- Ejercicios por completar -
- A) Según el extracto, ¿en qué año organizó el obispo Landa la quema de códices mayas en Maní?
- B) Por favor, transcribe tal cual el pasaje del extracto que empieza en "Pero ya ha llegado" y termina en "perfumar, abrillantar, ahumar...".

Un ídolo como Billiken, por Luis Pancorbo

"Dónde están las nieves de antaño", se preguntaba el poeta François Villon y cantaba Georges Brassens.

Un ídolo como Billiken, por Luis Pancorbo
Un ídolo como Billiken, por Luis Pancorbo

"Dónde están las nieves de antaño", se preguntaba el poeta François Villon y cantaba Georges Brassens. No es, desde luego, un mal villancico para una Navidad cada vez menos blanca, en la que no fallan los ídolos consumistas ocupando los principales altares y carteras. Antes, en cambio, los ídolos eran exclusivamente de los otros. Estatuas o estatuillas, en piedra o en madera, grandes o pequeñas, fetiches varios, todo eso iba a parar al calderón donde se condena cuanto se ignora.

Los cristianos, aunque no fueron los únicos, se hincharon a demoler ídolos o cuanto tuviese su propia personalidad. En Maní (Yucatán), el obispo Landa organizó en 1562 un "Fahrenheit 451" con la quema de códices mayas que aún muchos le echan en cara. Landa pretendía perder la memoria, la de los otros, por la vía rápida. Otras veces el derribo del paganismo se efectuó mediante la hábil superposición de deidades. La Navidad se hizo coincidir con el culto romano al Sol Invicto. La mejor manera de humillar y vencer para siempre al dios del enemigo era apropiárselo. En Éfeso adoraban a la diosa Artemisa, la polymaston -o de las muchas mamas-, una versión de Diana cazadora. Pues bien, un Concilio del siglo V decretó que fue en Éfeso, y no en otro sitio del planeta, donde murió la Virgen María y todavía enseñan allí su presunta casa. ¿Quién se acuerda de la buena Artemisa?

Pero ya ha llegado la zambomba y el besugo, ese pez, nada tonto, que se resiste a ser cultivado. Es tiempo de figurillas y estampitas mientras son legión, si bien no al estilo de Antonio Lobo Antunes y de su último libro O meu nome é Legiao, quienes no se libran de su antiguo miedo a los otros, a los idólatras por supuesto. Los bakongo congoleños usan nkisi, tallas de madera provistas de talismanes, bolsas de cuero, plumas, manchas de sangre sacrificial, clavos oxidados, más todo lo que no se ve pero que según esa gente confiere el poder secreto, es decir, el poder indemostrable. Ocurre lo mismo entre los adoradores de Kali, los seguidores del Gurú Rimpoché, los partidarios del vudú, los de María Lionza, y tantos otros cultos rebosantes de imágenes o ídolos a los que rezar, limpiar, bañar, perfumar, abrillantar, ahumar...

- Datos almacenados -

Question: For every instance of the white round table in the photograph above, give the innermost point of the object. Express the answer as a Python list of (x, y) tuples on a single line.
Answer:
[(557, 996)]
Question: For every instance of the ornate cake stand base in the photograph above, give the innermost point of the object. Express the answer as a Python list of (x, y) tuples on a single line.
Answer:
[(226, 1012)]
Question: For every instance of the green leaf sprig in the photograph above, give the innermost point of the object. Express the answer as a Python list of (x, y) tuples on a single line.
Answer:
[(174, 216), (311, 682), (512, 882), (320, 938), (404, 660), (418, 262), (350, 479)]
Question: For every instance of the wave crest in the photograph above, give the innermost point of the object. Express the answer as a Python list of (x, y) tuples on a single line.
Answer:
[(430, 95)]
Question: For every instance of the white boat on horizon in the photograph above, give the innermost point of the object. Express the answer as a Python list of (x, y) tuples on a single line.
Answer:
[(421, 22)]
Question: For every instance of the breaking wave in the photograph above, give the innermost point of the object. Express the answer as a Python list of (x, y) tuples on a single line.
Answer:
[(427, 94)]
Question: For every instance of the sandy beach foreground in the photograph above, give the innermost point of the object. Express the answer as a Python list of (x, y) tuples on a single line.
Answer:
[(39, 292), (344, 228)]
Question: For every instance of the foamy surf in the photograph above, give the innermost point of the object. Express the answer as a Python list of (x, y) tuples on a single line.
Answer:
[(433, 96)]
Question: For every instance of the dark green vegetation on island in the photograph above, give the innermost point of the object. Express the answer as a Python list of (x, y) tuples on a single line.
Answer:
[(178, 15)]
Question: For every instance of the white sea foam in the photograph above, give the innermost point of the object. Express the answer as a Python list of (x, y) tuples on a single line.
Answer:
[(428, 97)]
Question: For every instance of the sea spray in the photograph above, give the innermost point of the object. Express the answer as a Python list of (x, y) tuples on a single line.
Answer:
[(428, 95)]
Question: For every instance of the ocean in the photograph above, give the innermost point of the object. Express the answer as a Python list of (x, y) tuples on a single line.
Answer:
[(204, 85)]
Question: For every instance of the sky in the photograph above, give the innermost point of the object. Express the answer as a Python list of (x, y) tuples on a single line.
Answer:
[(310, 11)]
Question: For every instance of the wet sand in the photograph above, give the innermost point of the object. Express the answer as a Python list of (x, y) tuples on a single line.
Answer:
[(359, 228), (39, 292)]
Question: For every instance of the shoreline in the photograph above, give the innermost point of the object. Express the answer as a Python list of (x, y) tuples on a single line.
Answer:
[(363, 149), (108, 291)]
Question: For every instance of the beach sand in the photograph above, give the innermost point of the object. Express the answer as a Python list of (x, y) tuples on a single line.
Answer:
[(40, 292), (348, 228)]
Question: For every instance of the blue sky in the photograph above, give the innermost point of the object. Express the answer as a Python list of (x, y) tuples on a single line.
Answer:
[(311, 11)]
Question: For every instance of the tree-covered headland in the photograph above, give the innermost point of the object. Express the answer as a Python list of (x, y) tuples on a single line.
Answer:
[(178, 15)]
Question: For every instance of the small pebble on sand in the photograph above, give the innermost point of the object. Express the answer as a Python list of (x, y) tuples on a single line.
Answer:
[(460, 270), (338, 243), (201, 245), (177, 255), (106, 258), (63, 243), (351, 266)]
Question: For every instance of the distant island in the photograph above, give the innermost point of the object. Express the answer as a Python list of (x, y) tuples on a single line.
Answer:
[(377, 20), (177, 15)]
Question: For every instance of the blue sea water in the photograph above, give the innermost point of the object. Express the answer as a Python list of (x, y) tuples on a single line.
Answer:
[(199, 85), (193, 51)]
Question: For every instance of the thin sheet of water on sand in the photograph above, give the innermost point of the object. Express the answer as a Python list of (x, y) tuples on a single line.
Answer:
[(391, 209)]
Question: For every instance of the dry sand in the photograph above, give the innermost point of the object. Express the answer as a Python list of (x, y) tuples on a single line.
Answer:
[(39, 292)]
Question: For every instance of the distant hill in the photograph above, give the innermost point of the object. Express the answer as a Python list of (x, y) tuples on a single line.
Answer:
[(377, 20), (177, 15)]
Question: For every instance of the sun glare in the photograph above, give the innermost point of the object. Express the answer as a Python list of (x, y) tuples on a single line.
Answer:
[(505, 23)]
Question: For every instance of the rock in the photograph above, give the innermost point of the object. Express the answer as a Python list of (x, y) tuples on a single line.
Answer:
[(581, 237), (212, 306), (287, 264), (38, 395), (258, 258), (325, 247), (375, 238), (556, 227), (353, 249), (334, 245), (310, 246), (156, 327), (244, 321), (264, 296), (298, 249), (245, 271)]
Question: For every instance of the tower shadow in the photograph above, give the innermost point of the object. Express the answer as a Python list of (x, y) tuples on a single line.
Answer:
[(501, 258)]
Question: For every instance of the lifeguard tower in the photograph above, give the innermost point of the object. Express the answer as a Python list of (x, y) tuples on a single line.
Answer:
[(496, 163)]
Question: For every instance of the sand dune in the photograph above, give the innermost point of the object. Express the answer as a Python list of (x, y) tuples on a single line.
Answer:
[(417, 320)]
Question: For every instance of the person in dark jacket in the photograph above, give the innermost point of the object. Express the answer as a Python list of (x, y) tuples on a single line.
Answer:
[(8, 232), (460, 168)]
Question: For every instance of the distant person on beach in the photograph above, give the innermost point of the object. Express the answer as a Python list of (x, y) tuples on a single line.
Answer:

- Resultados obtenidos -
- A) En 1562.

- B)
Pero ya ha llegado la zambomba y el besugo, ese pez, nada tonto, que se resiste a ser cultivado. Es tiempo de figurillas y estampitas mientras son legión, si bien no al estilo de Antonio Lobo Antunes y de su último libro O meu nome é Legiao, quienes no se libran de su antiguo miedo a los otros, a los idólatras por supuesto. Los bakongo congoleños usan nkisi, tallas de madera provistas de talismanes, bolsas de cuero, plumas, manchas de sangre sacrificial, clavos oxidados, más todo lo que no se ve pero que según esa gente confiere el poder secreto, es decir, el poder indemostrable. Ocurre lo mismo entre los adoradores de Kali, los seguidores del Gurú Rimpoché, los partidarios del vudú, los de María Lionza, y tantos otros cultos rebosantes de imágenes o ídolos a los que rezar, limpiar, bañar, perfumar, abrillantar, ahumar...